_REQUIREMENTS_: Extract every record, keeping each one exactly as it is.

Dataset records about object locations
────

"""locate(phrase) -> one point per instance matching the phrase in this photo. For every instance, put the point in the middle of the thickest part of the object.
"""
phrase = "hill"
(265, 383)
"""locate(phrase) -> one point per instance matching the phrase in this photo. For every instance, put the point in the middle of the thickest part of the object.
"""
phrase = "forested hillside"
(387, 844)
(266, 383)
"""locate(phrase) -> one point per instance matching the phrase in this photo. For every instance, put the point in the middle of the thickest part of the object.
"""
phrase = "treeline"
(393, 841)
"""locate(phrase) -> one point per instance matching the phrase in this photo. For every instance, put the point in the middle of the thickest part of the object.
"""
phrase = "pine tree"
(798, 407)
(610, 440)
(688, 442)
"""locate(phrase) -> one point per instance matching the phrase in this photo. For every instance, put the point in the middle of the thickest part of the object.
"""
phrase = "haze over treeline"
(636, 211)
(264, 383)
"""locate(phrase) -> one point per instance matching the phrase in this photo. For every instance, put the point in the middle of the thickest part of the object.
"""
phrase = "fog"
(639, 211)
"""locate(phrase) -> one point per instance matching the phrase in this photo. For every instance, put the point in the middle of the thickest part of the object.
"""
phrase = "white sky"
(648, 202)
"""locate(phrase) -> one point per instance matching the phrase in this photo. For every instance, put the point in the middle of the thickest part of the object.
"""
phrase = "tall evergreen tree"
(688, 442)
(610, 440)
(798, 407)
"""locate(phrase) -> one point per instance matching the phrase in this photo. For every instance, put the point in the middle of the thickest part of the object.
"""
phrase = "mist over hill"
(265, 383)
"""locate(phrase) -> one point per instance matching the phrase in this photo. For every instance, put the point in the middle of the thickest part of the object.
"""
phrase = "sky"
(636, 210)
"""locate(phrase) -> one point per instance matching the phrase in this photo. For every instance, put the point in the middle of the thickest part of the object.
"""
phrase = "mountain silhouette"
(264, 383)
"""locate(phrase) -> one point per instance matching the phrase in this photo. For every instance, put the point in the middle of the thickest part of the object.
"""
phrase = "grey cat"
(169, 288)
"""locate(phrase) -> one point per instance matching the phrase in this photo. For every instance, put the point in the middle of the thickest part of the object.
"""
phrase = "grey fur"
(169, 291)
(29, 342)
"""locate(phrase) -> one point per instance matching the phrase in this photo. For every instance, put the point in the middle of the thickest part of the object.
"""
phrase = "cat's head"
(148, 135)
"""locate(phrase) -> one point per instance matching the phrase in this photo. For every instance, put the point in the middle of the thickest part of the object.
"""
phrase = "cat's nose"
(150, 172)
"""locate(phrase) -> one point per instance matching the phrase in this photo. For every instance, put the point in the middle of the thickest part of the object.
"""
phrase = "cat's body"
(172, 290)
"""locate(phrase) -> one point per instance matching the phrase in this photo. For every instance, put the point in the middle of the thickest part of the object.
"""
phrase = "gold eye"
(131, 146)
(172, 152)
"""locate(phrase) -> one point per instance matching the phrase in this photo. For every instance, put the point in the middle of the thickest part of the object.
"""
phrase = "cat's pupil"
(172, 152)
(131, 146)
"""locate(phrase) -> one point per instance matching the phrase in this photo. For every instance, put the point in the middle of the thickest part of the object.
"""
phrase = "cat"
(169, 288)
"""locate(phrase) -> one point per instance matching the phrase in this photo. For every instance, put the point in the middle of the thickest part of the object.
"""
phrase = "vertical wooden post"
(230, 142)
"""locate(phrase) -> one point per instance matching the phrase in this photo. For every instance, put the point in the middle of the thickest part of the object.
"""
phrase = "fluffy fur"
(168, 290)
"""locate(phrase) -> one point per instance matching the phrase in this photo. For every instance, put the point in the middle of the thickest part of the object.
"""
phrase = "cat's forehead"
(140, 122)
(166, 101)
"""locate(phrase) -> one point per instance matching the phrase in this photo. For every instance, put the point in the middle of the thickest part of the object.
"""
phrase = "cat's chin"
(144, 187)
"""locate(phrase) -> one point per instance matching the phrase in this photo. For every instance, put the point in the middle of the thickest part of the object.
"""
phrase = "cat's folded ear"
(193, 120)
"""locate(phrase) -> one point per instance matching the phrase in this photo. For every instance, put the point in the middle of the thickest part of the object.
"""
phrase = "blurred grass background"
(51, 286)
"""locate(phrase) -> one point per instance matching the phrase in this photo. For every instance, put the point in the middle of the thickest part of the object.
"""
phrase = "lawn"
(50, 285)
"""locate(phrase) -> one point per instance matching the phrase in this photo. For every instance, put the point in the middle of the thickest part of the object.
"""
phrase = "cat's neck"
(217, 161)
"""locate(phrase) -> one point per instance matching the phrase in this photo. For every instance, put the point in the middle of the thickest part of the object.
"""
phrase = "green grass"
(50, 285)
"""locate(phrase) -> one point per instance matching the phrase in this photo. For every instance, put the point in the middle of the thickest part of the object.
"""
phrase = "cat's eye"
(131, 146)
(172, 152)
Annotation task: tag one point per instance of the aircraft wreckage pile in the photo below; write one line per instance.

────

_THE SOLUTION_:
"""locate(phrase) -> one point per instance matching the phrase in this photo. For every instance, put the point in the middle of the thickest part of the object.
"""
phrase = "hill"
(265, 383)
"""locate(phrase) -> one point per instance matching the phrase in this photo. For every instance, put the point in the middle of the thickest part of the object.
"""
phrase = "forested hillside"
(387, 844)
(266, 383)
"""locate(phrase) -> one point per instance matching the phrase in this photo. For every instance, put the point in the middle of the thickest part of the object.
"""
phrase = "treeline"
(393, 841)
"""locate(phrase) -> one point per instance matching the phrase in this photo. For every instance, put the point in the middle of the thickest part of the object.
"""
phrase = "pine tree"
(798, 407)
(610, 440)
(688, 442)
"""locate(phrase) -> one point per instance matching the phrase in this photo. For every instance, put the point in the middle of the thickest part of the object.
"""
phrase = "haze over treeline"
(636, 211)
(264, 383)
"""locate(phrase) -> one point per instance matching the phrase in this photo. For every instance, put the point in the middle of the thickest part of the object.
"""
phrase = "fog"
(639, 211)
"""locate(phrase) -> one point per instance matching the phrase in this photo. For every instance, put the point in the middle of the thickest part of the object.
"""
phrase = "white sky"
(648, 202)
"""locate(phrase) -> one point per instance matching the phrase in this photo. For every instance, put the point in the middle of the thickest part of the object.
"""
phrase = "tall evergreen tree"
(688, 442)
(610, 440)
(798, 407)
"""locate(phrase) -> one point per instance matching the phrase in this photo. For every instance, put the point in the middle of the thickest part of the object.
"""
phrase = "mist over hill"
(265, 383)
"""locate(phrase) -> one point per instance matching the phrase in this photo. For every instance, put the point in the middle of the thickest part of the object.
"""
phrase = "sky"
(636, 210)
"""locate(phrase) -> one point per instance matching the phrase in this photo. For every instance, put the point in the middle of the thickest part of the object.
"""
phrase = "mountain silhouette"
(264, 383)
"""locate(phrase) -> one point per instance matching the phrase in this photo. For every instance, put the point in the middle of the thickest part of the object.
"""
phrase = "grey cat"
(169, 288)
"""locate(phrase) -> one point per instance matching the phrase in this photo. For every instance, put the point in the middle of the thickest part of the object.
"""
phrase = "grey fur"
(169, 291)
(29, 342)
"""locate(phrase) -> one point per instance matching the phrase in this photo. For every instance, put the point in the middle of the thickest part of the object.
"""
phrase = "cat's head"
(148, 135)
"""locate(phrase) -> one point per instance matching the phrase in this photo. For every instance, put the point in the middle of the thickest part of the object.
"""
phrase = "cat's nose"
(150, 172)
"""locate(phrase) -> one point per instance matching the phrase in this photo. For every instance, put the point in the middle of the thickest part of the object.
"""
phrase = "cat's body"
(172, 290)
"""locate(phrase) -> one point per instance matching the phrase in this photo. For every instance, put the point in the middle of the thickest part of the object.
"""
phrase = "gold eye"
(131, 146)
(172, 152)
"""locate(phrase) -> one point per instance matching the phrase in this photo. For every instance, put the point in the middle of the thickest part of the object.
"""
phrase = "cat's pupil"
(172, 152)
(131, 146)
"""locate(phrase) -> one point per instance matching the phrase in this photo. For every instance, put the point in the middle of the thickest part of the object.
"""
phrase = "cat"
(169, 288)
"""locate(phrase) -> one point per instance matching the phrase in this photo. For every instance, put the point in the middle of the thickest part of the object.
"""
phrase = "vertical wooden post"
(230, 142)
"""locate(phrase) -> one point per instance matching the phrase in this photo. For every instance, put the point in the middle of the thickest part of the object.
"""
phrase = "fluffy fur"
(168, 290)
"""locate(phrase) -> one point per instance matching the phrase in this photo. For every instance, put the point in the middle of the thickest part of the object.
"""
phrase = "cat's forehead"
(140, 122)
(166, 101)
"""locate(phrase) -> one point per instance matching the phrase in this photo. For every instance, put the point in the middle of the thickest part of the object.
"""
phrase = "cat's chin"
(144, 187)
"""locate(phrase) -> one point per instance matching the phrase in this photo. For every instance, put the point in the middle of the thickest part of the object.
"""
phrase = "cat's folded ear"
(193, 120)
"""locate(phrase) -> one point per instance matching the phrase in this photo. For every instance, put the point in the middle of the thickest part of the object.
"""
phrase = "blurred grass background"
(51, 286)
"""locate(phrase) -> one point per instance matching the phrase in this photo. For every instance, put the point in the middle of the thickest part of the object.
"""
phrase = "lawn"
(50, 285)
"""locate(phrase) -> one point per instance matching the phrase in this photo. For every instance, put the point in the middle of the thickest part of the object.
"""
phrase = "cat's neck"
(217, 161)
"""locate(phrase) -> one point per instance matching the phrase in this photo. For every instance, put the point in the middle of the thickest part of the object.
"""
phrase = "green grass"
(50, 285)
"""locate(phrase) -> one point per instance matching the phrase in this photo. For every instance, put the point in the middle of the thickest part of the object.
"""
phrase = "cat's eye"
(131, 146)
(172, 152)
Annotation task: tag one point per instance of the aircraft wreckage pile in the photo below; write one line per instance.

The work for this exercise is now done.